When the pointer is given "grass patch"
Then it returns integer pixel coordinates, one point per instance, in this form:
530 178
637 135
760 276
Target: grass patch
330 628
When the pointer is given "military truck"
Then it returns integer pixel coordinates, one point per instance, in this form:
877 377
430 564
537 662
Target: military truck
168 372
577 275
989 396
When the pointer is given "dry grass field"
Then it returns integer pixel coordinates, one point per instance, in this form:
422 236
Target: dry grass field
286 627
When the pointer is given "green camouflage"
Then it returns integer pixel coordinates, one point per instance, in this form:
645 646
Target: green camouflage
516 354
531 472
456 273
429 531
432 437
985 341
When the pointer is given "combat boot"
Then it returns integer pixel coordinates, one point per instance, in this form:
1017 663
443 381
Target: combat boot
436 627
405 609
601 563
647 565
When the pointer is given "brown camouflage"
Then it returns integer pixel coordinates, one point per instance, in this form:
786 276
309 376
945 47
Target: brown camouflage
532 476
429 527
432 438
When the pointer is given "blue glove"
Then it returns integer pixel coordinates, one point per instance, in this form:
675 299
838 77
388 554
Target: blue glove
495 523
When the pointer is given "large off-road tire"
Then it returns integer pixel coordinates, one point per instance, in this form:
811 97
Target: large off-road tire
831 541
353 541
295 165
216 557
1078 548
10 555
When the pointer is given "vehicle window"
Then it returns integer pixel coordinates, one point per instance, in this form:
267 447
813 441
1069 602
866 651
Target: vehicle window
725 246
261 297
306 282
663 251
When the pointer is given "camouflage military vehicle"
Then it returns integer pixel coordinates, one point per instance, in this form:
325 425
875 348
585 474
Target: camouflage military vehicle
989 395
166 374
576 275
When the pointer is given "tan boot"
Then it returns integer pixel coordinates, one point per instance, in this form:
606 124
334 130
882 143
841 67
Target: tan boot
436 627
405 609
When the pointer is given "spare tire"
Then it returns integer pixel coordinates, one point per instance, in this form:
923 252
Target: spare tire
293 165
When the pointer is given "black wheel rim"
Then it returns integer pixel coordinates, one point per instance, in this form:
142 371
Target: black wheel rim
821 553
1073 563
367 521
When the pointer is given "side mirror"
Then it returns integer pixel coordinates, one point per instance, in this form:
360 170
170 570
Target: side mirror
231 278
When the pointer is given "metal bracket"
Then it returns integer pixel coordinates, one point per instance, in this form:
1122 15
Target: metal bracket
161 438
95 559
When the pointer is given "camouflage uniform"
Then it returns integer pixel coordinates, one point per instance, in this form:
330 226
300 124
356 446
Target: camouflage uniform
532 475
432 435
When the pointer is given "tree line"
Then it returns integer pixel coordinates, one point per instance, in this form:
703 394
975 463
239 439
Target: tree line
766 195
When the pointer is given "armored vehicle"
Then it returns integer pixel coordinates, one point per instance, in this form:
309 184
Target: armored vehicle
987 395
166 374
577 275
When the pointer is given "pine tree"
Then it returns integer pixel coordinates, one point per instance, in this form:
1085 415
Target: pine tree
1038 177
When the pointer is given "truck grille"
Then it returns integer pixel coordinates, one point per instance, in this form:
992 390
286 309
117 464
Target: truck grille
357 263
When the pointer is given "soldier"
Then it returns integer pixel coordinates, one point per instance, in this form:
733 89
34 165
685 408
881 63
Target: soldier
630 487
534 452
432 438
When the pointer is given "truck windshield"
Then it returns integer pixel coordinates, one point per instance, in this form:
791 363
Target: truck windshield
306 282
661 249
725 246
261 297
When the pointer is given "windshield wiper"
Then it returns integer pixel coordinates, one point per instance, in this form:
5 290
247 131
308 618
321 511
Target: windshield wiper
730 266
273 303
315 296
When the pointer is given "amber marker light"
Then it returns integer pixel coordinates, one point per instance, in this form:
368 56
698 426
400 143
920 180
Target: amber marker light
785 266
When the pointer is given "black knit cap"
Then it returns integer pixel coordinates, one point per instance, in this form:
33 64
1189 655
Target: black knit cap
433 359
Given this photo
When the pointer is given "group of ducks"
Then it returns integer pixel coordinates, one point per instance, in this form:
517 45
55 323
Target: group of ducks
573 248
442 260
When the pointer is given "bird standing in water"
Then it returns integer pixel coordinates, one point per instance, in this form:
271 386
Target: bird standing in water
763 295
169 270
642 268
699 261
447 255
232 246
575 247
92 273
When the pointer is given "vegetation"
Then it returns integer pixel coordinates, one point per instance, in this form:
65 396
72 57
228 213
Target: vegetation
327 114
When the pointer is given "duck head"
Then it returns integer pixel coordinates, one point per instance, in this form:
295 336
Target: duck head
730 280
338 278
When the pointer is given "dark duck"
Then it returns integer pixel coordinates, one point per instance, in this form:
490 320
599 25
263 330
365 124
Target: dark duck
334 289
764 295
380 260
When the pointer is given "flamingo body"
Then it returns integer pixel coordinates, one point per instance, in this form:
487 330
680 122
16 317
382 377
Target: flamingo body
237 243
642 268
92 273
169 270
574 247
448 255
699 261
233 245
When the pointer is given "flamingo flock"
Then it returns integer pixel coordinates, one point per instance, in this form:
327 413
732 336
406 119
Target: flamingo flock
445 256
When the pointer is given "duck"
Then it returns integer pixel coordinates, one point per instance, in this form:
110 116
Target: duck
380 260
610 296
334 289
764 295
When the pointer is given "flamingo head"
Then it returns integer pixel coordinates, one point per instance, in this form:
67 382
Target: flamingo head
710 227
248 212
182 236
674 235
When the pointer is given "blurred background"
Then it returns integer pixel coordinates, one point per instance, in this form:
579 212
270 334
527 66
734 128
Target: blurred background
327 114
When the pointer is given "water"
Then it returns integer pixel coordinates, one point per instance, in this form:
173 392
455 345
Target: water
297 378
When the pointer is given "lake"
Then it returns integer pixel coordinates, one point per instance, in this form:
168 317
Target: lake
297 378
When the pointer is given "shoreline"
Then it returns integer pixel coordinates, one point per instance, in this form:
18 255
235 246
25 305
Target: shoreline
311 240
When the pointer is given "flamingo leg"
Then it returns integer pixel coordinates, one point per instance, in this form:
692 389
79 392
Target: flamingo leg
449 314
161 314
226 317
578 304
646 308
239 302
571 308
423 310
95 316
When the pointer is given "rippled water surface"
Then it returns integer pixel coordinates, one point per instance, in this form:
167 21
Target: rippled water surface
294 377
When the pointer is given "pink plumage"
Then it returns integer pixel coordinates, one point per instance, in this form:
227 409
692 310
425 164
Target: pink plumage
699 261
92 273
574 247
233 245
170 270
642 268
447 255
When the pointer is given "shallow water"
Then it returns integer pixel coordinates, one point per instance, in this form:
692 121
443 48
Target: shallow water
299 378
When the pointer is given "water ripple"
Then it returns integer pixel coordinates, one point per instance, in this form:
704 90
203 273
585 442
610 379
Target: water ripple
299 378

•••

» Описание задания: Выпишите из листинга выше все строки, в которых встречается слово "uniform"; регистр букв учитывается.

» Решение задачи:
When the pointer is given "camouflage uniform"
Target: camouflage uniform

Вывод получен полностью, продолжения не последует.